• **EXERCISE PASSAGE**
Segment Open

Monsanto accused of price-fixing
Julian Borger in Washington
Wednesday January 7, 2004
The Guardian
http://www.guardian.co.uk/gmdebate/Story/0,2763,1117524,00.html
Monsanto, the corporate driving force behind the development of genetically modified food, held frequent meetings with its chief competitors and persuaded them to raise the price of GM seeds, it was reported yesterday.
Monsanto has admitted that meetings with senior executives of another agri-industrial giant, Pioneer Hi-Bred International Inc, took place in the late 1990s, but insists they were legal discussions about seed licensing agreements, rather than illegal price-fixing.
However, legal experts said that distinction was murky and predicted that an investigation would be launched.
"The problem is that you have competitors talking to each other, which makes you uneasy," said Lawrence White, an economics professor and antitrust expert at New York University.
"There are lots of legitimate reasons for them to be meeting, but the fact they were talking about prices makes you even more uneasy. You certainly have to worry here and my guess is the [justice department's] antitrust division is going to be looking very closely at this."
The justice department would not say yesterday whether a formal inquiry had begun. It is already investigating Monsanto for anti-competitive practices in the herbicide market.
A New York Times investigation found that executives from Monsanto and Pioneer Hi-Bred - the two biggest seed companies in the world, who account for 60% of the US market in maize and soybean seeds - met repeatedly between 1995 and 1999 to discuss licences under which Pioneer sold genetically altered seeds that had originally been developed by Monsanto.
The report quotes former executives, court papers and other documents as saying those talks involved the prices at which the seeds should be sold and how to keep those prices high.

Segment Closed

• **DATA TO EXAMINE**
Segment Open

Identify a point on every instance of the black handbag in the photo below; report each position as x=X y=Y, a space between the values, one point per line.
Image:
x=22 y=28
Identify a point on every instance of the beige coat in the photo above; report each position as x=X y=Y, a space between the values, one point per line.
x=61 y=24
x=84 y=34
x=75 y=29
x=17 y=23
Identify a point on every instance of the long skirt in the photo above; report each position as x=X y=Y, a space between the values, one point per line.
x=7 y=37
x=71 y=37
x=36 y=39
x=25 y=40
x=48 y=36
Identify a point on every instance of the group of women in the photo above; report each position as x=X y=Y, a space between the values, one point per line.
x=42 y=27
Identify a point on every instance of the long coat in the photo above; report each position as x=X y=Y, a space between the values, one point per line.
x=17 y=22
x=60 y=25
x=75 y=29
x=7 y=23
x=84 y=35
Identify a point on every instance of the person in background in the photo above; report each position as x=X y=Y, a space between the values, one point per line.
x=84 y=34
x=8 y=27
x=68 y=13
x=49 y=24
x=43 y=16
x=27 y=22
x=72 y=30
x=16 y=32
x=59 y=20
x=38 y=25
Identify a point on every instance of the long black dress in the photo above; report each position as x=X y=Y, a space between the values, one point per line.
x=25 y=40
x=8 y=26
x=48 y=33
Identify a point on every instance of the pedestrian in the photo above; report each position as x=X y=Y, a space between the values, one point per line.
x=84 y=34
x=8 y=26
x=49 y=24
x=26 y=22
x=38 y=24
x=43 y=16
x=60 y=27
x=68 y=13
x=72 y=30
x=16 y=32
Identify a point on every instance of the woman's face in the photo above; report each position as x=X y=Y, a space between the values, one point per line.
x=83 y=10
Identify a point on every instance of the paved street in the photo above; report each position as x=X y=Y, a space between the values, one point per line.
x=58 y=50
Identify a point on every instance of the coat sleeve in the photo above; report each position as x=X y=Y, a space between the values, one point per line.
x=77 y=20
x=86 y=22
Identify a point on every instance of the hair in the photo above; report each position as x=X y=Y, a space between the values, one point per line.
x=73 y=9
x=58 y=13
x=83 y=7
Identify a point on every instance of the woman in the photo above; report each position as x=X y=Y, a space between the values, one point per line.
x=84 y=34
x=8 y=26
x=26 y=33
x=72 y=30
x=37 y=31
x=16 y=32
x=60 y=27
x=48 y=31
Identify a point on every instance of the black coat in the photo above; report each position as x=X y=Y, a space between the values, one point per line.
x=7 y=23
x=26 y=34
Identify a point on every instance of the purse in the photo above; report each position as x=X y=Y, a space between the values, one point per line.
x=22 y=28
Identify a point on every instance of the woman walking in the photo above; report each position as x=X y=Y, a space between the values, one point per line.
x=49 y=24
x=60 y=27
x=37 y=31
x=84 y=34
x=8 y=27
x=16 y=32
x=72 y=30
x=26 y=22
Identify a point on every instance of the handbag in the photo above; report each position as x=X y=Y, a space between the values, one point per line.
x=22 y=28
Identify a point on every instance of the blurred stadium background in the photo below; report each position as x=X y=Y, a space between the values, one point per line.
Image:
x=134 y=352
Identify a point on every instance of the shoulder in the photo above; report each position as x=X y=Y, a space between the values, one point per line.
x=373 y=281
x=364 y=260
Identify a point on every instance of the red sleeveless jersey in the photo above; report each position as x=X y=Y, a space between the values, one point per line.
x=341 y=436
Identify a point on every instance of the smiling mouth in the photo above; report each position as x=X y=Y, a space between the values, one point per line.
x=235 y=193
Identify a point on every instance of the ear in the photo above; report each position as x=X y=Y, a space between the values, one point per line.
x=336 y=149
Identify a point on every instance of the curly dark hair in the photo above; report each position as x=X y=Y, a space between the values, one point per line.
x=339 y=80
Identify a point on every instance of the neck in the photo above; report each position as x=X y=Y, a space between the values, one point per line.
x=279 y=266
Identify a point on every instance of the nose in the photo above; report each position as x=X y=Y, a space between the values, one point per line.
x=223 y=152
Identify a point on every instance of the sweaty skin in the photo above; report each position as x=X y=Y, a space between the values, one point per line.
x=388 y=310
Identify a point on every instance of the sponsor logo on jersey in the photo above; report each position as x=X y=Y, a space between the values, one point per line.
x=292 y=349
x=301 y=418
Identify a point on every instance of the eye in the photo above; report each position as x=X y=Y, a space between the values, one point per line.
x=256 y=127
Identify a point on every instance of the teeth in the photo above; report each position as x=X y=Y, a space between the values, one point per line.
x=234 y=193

Segment Closed
Segment Open

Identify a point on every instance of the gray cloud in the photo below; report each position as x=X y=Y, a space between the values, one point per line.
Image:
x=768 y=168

Segment Closed

• **CHECK YOUR UNDERSTANDING**
a - Translate this sentence from the news report on Monsanto into Spanish: "The justice department would not say yesterday whether a formal inquiry had begun."
b - Pick up the news report on Monsanto and price-fixing after its last sentence and write the next few paragraphs.

• **RESPONSES FOR EACH TASK**
a - El Departamento de Justicia no quiso decir ayer si se había iniciado una investigación formal.

b -
Executives from two other seed companies, Novartis and Mycogen, said they also came under pressure from Monsanto to coordinate their pricing policies but rejected the approaches as potentially illegal.
Monsanto did not return calls seeking comment yesterday, but a spokeswoman, Lori Fisher, told the New York Times: "Monsanto did offer to expand and revise existing licences with Pioneer. In the context of a potentially new licence for technology, it is absolutely within the law to discuss the price and the means of compensation to the licensing party."
Monsanto's critics have long accused the company of marketing policies aimed at making farmers around the world dependent on its GM technology and its seeds.
In 1999, a group of farmers in the national family farm coalition (NFFC) took the corporation to court, accusing it of forming a cartel aimed at monopolising the market in GM maize and soya seeds. A court rejected the antitrust charges but the NFFC is appealing against the decision.
Bill Christison, the former head of the farmers' coalition, said yesterday. "We are giving away the seeds of the world to a handful of corporations who are going to own all our food production."